---- ОТРЫВОК

Кажется, политические лидеры и профессиональные политики большинства стран Запада сделали из сентябрьских событий доступный их разумению вывод. Очевидно, косовский сценарий не будет реализован в Палестине (а ведь к тому все склонялось под давлением мирового общественного мнения), по отношению к талибам не проявят сентиментальности, а чеченским формированиям не придется более рассчитывать на широкую поддержку все той же прогрессивной общественности. Геополитические союзы будут определяться исключительно национальными интересами, а не химерами глобализации. Впрочем, сфера политики не является столь автономной, как экономика; политический лидер далеко не всегда может руководствоваться здравым смыслом. Решающую роль играют господствующие в обществе мифы и идеологемы, а над ними по-прежнему властвует воспаленное воображение больного гражданского общества.
МОРАЛЬ И САМОСОЗНАНИЕ
Нигде последствия всепрощенческой ереси не оказались такими разрушительными, как в этой области. Смягчение нравов, о котором мечтала эпоха Просвещения, вне всякого сомнения, свершилось. Правда, вслед за этим наступило и размягчение мозгов. Философия, когда-то считавшаяся «служанкой богословия», быстро сменила хозяина и стала служанкой партии «зеленых» (как, впрочем, и само богословие). Но теперь партию пора наконец переименовать: зеленые побеги давно подросли и превратились в овощи.

--------

◆ ЗАДАНИЯ ◆
1: Чьей служанкой, согласно отрывку, стала философия, когда сменила хозяина?
2: Выведите из отрывка весь текст, начиная со слов «МОРАЛЬ И САМОСОЗНАНИЕ» и вплоть до слов «превратились в овощи.».
Записи, приведённые далее, — самостоятельный материал.

---- ЗАПИСИ НАБОРА ДАННЫХ

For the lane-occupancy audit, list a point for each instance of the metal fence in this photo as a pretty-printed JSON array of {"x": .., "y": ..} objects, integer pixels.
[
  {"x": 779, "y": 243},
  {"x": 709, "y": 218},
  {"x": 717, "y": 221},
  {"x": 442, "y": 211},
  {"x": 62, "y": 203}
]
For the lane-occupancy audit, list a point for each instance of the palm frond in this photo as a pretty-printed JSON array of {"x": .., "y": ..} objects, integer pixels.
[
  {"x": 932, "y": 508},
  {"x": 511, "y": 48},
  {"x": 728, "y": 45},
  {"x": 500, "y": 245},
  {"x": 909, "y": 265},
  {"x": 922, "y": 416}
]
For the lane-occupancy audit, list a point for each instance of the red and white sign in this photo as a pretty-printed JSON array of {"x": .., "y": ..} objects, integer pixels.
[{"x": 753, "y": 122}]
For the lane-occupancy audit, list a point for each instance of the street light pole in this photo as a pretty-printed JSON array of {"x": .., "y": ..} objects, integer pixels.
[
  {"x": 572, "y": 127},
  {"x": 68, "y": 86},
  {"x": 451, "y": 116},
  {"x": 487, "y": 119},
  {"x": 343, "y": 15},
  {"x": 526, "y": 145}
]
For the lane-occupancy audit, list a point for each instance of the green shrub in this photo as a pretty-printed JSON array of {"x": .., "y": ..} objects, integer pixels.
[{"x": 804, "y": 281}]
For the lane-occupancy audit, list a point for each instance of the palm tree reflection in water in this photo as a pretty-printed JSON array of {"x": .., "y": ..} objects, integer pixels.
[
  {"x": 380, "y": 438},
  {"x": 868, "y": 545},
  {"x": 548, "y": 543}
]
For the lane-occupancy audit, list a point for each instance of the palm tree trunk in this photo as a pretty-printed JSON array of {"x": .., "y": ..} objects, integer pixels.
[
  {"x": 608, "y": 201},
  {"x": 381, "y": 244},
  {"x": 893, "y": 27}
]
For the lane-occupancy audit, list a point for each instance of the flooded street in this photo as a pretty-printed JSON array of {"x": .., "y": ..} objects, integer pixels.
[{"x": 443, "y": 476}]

--------

◆ ОТВЕТЫ ◆
1: Служанкой партии «зеленых».

2:
МОРАЛЬ И САМОСОЗНАНИЕ
Нигде последствия всепрощенческой ереси не оказались такими разрушительными, как в этой области. Смягчение нравов, о котором мечтала эпоха Просвещения, вне всякого сомнения, свершилось. Правда, вслед за этим наступило и размягчение мозгов. Философия, когда-то считавшаяся «служанкой богословия», быстро сменила хозяина и стала служанкой партии «зеленых» (как, впрочем, и само богословие). Но теперь партию пора наконец переименовать: зеленые побеги давно подросли и превратились в овощи.